**Provided entries**
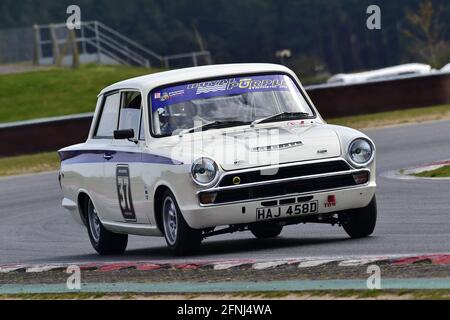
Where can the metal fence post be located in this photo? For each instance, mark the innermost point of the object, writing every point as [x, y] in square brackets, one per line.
[83, 39]
[37, 46]
[55, 45]
[97, 40]
[166, 62]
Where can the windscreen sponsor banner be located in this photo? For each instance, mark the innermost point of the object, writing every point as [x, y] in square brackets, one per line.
[218, 88]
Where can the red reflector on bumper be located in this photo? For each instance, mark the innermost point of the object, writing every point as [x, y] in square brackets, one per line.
[361, 177]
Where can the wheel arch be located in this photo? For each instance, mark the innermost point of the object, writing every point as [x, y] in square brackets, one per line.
[82, 202]
[157, 205]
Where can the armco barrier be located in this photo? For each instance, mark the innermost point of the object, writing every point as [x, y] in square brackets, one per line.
[379, 96]
[331, 100]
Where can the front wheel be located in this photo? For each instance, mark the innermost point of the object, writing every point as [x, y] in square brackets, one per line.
[360, 223]
[180, 238]
[104, 242]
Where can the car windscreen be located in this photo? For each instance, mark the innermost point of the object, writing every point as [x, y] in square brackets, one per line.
[236, 99]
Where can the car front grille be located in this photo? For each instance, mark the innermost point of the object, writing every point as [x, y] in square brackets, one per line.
[284, 173]
[277, 189]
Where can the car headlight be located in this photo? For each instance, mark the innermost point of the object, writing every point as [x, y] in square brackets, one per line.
[361, 152]
[204, 171]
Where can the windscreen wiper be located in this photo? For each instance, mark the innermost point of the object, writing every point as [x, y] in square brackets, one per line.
[215, 125]
[281, 116]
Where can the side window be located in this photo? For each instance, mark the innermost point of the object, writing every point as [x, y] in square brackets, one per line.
[109, 116]
[130, 112]
[141, 130]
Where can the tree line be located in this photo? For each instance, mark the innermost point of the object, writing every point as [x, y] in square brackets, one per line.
[324, 36]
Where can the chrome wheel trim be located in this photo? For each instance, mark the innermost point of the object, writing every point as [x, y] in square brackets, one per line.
[94, 223]
[170, 220]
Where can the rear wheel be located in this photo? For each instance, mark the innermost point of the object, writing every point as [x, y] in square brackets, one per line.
[104, 242]
[360, 223]
[266, 231]
[180, 238]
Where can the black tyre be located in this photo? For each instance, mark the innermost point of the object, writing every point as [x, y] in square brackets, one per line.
[181, 239]
[360, 223]
[266, 231]
[104, 242]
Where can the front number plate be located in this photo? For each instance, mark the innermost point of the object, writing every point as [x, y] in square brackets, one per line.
[288, 211]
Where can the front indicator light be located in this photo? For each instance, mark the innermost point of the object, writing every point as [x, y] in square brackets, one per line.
[207, 198]
[361, 177]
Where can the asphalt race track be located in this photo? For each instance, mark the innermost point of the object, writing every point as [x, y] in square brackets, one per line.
[414, 216]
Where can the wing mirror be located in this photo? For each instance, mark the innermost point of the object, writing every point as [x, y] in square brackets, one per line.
[127, 134]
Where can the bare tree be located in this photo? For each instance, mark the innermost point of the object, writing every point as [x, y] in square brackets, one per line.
[426, 31]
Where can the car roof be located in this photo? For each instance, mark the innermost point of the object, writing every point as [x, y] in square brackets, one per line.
[149, 82]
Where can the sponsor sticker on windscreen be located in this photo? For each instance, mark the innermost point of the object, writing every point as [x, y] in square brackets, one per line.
[217, 88]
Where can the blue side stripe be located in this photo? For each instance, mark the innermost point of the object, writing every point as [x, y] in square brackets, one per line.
[96, 156]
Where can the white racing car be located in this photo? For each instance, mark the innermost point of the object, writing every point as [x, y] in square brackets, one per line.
[193, 153]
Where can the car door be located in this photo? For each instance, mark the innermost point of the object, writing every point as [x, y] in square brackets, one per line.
[100, 145]
[123, 166]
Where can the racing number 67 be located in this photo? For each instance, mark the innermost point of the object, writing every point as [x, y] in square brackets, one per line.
[124, 192]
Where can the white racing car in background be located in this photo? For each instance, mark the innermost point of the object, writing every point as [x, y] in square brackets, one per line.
[198, 152]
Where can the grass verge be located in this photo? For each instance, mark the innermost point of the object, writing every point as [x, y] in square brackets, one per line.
[36, 163]
[324, 295]
[49, 161]
[443, 172]
[391, 118]
[57, 91]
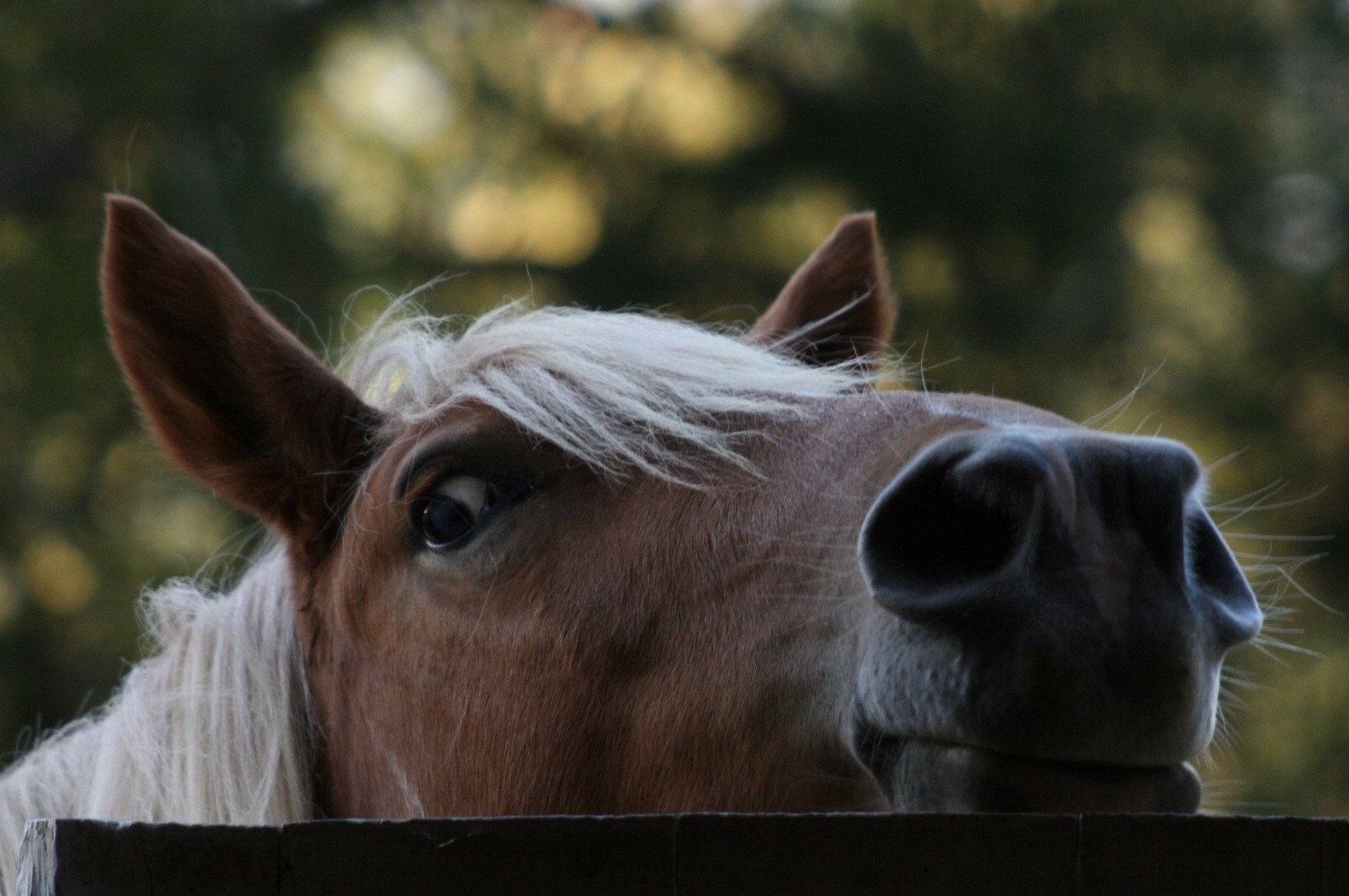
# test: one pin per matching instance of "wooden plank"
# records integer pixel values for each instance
(1202, 856)
(78, 857)
(859, 854)
(699, 856)
(485, 857)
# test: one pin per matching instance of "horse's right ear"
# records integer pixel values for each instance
(838, 304)
(236, 400)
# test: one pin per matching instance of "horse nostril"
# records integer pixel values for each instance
(1217, 581)
(953, 518)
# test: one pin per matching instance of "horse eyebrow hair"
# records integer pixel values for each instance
(621, 393)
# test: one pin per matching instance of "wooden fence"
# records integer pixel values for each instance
(699, 856)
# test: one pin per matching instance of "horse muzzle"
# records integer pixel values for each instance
(1066, 603)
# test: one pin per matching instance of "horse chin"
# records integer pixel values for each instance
(926, 776)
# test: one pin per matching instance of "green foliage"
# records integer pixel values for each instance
(1075, 194)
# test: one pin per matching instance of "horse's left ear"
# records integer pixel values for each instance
(236, 400)
(838, 304)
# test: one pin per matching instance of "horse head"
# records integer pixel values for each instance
(581, 563)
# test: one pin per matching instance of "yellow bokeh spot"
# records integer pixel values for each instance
(10, 598)
(57, 575)
(553, 220)
(384, 87)
(1165, 225)
(59, 461)
(927, 271)
(1014, 10)
(682, 103)
(785, 229)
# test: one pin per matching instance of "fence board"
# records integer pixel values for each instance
(699, 856)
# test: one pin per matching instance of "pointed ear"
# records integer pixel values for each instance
(236, 400)
(838, 304)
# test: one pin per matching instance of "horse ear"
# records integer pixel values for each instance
(838, 304)
(236, 400)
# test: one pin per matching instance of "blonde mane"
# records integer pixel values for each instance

**Required action**
Return all of the material precisely as written. No picture belongs in it.

**Exercise response**
Where can the metal fence post be located in this photo? For each instance, mark the innermost point of the object, writing every point as [x, y] in square brackets, one per line.
[83, 39]
[37, 46]
[55, 45]
[97, 40]
[166, 62]
Where can the windscreen sponsor banner be located in this photo? For each instance, mark the innermost point of the object, writing every point as [x, y] in square brackets, one per line.
[218, 88]
Where can the red reflector on bumper be located in this photo? For each instance, mark the innermost point of the object, writing every point as [x, y] in square brackets, one per line.
[361, 177]
Where can the wheel arch be located in this photo? For each instance, mark the innermost point of the object, writing every point as [x, y] in square brackets, one per line.
[82, 202]
[157, 205]
Where can the armco barrier be located in this photo? For each instance, mark the innermost point of the object, writing every point as [x, y] in square brackets, one per line.
[379, 96]
[331, 100]
Where can the front wheel be located in this photo? For each instance, mark the innermost point of the object, writing every point as [x, y] in square brackets, one per line.
[360, 223]
[180, 238]
[104, 242]
Where can the car windscreen be located in this photo? For each instance, mark the innermost point of the object, writing every point as [x, y] in square brackets, one per line.
[236, 99]
Where can the car front grille be located in this photo? For each instance, mark the innermost point of the object, writing every point as [x, y] in square brackets, one per line.
[284, 173]
[277, 189]
Where can the car headlight be located in this photo? For each instance, mark the innermost point of the object, writing every point as [x, y] in square brackets, one per line.
[361, 152]
[204, 171]
Where can the windscreen wiper be located in this photo? For each instance, mark the innermost point of the object, writing every point as [x, y] in square brackets, one per line.
[215, 125]
[281, 116]
Where can the side window be located in this photo? For each instance, mark the innermost point of the object, writing every point as [x, y] in square brackets, one per line.
[109, 116]
[130, 112]
[141, 130]
Where can the tree line be located in this photo? For each instance, mark the innermost point of the object, writing every point as [x, y] in square brackets, one per line.
[324, 36]
Where can the chrome wheel trim be located in this photo? For each instance, mark the innermost point of the object, writing every point as [x, y] in square brackets, one per line.
[94, 223]
[170, 220]
Where can the rear wheel be located in this photo? For each instance, mark the innermost point of the object, writing every point as [x, y] in square brackets, one per line.
[104, 242]
[360, 223]
[266, 231]
[180, 238]
Where can the black tyre be located in this photo? For each instance, mark the innermost point of the object, writing every point as [x, y] in square brackets, one per line.
[181, 239]
[360, 223]
[266, 231]
[104, 242]
Where can the front number plate be located in this photo? For each instance, mark the innermost point of the object, writing every point as [x, y] in square brackets, one per line.
[288, 211]
Where can the front indicator light be located in this photo? For each instance, mark the innermost point of the object, writing every point as [x, y] in square brackets, one per line.
[207, 198]
[361, 177]
Where can the asphalt race track be located in this photo? For each instance, mark the innermost point of the object, writing every point as [x, y] in square brackets, one per line.
[414, 216]
Where can the wing mirror be located in this photo? For each instance, mark the innermost point of the object, writing every point as [x, y] in square brackets, one per line.
[127, 134]
Where can the bare tree be located in this photo? For each instance, mark the innermost point of the object, writing every point as [x, y] in square brackets, one per line.
[426, 31]
Where can the car roof be located in this photo? For each instance, mark the innermost point of the object, writing every point as [x, y] in square brackets, one per line.
[149, 82]
Where can the sponsor sticker on windscreen be located in this photo? For each instance, mark the innermost point of the object, writing every point as [x, y] in square brackets, one per line.
[217, 88]
Where can the blue side stripe be located in this photo? For each instance, mark the innermost point of the object, writing every point as [x, y] in square brackets, one per line.
[96, 156]
Where can the white racing car be located in this photo? For each instance, mark the innermost point of the object, writing every point as [x, y] in square brackets, one per line.
[193, 153]
Where can the car door be located in this photo? For each instance, mark the innermost point of the object, writing every point as [x, y] in square brackets, one per line.
[100, 145]
[123, 166]
Where can the racing number 67 be located in this photo? For each instance, mark the innermost point of the object, writing every point as [x, y] in square brackets, one per line.
[124, 192]
Where can the white racing car in background be located in this photo? For each instance, mark the innermost point of the object, writing every point as [x, y] in square brackets, one per line.
[198, 152]
Where can the grass verge be located in this photo? For each instance, mark the innermost point of the object, writing every point as [x, y] in square brackets, one per line.
[36, 163]
[324, 295]
[49, 161]
[443, 172]
[391, 118]
[57, 91]
# test: one pin per matching instance of "wooden plank"
# records integer pixel values for each instance
(1202, 856)
(78, 857)
(859, 854)
(699, 856)
(485, 857)
# test: one pin per matching instance of "horse's right ear"
# records integer pixel values for each instance
(838, 304)
(236, 400)
# test: one pin per matching instance of "horse nostril"
# records integer pixel values for each instance
(1217, 581)
(953, 518)
# test: one pin per matching instance of "horse eyebrow hair"
# records integer pixel values for each instance
(621, 393)
# test: one pin per matching instance of "wooden fence"
# records integer pixel values for each instance
(699, 856)
# test: one pin per matching instance of "horse muzzle"
# records integer pixel values for each instance
(1066, 603)
# test: one pin per matching instance of "horse chin"
# records integer pixel values for each instance
(926, 776)
# test: one pin per matching instance of "green foliage"
# records integer pixel values for each instance
(1075, 194)
# test: one pin per matching instance of "horse's left ear"
# records integer pixel values for each instance
(236, 400)
(838, 304)
# test: one pin per matching instance of "horse head"
# records integer pixel values for each instance
(581, 563)
# test: one pin per matching instance of "yellow bokeh spot"
# records integer pixel values for each instance
(10, 598)
(57, 575)
(553, 220)
(384, 87)
(1165, 225)
(59, 461)
(927, 271)
(1014, 10)
(682, 103)
(785, 229)
# test: one pin per matching instance of "fence board"
# records integer pixel values for each instance
(699, 856)
# test: one pin per matching instance of "pointed ear"
# records integer pixel values for each instance
(236, 400)
(838, 304)
# test: one pin per matching instance of "horse ear"
# records integer pixel values for each instance
(838, 304)
(236, 400)
# test: one pin per matching instance of "blonde mane"
# records integer pixel values for each instance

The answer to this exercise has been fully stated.